JOB: Copy out, word for word, the rows from the line containing "Would you be able to tag the door" through the last of the rows.

Data entries:
--
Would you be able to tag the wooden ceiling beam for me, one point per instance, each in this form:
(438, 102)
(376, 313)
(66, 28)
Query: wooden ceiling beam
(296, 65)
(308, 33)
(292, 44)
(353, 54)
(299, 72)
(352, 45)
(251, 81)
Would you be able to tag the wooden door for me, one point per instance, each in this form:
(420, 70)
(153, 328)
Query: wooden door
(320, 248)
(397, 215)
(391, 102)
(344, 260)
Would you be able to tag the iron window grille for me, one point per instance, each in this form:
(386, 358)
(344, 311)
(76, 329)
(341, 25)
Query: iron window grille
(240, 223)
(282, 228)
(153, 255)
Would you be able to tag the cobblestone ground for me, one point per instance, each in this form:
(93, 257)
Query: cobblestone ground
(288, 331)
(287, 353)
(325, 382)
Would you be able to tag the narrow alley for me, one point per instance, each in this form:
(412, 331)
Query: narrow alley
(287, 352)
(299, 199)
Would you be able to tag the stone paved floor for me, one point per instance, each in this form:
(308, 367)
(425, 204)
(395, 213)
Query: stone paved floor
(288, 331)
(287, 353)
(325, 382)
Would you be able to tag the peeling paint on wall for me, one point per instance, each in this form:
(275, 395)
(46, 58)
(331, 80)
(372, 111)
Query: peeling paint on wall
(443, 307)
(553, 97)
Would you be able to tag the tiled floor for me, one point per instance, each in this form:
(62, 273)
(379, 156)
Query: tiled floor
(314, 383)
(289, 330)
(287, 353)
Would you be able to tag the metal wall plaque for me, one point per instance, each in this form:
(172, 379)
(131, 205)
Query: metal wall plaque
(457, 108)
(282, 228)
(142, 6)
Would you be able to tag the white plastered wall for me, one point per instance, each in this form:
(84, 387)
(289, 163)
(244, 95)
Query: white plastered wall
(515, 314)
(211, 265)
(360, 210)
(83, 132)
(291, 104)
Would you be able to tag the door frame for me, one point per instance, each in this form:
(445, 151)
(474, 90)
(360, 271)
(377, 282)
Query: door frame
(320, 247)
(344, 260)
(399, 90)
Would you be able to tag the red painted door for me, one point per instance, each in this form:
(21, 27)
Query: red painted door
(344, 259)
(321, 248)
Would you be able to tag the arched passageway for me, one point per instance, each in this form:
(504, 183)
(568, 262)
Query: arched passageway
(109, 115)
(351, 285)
--
RESPONSE TO THIS EXERCISE:
Would you be able to tag the door frame for me, one point per instance, each in this form:
(445, 151)
(474, 90)
(360, 271)
(377, 282)
Query: door frame
(320, 247)
(344, 260)
(399, 90)
Would you be able to tag the red painted door for me, one point per instance, each in this form:
(21, 27)
Query: red painted door
(344, 259)
(321, 248)
Would you be able to tag the arched passageway for me, one point per instance, each in this form:
(504, 183)
(568, 262)
Query: arched passageway
(109, 115)
(351, 285)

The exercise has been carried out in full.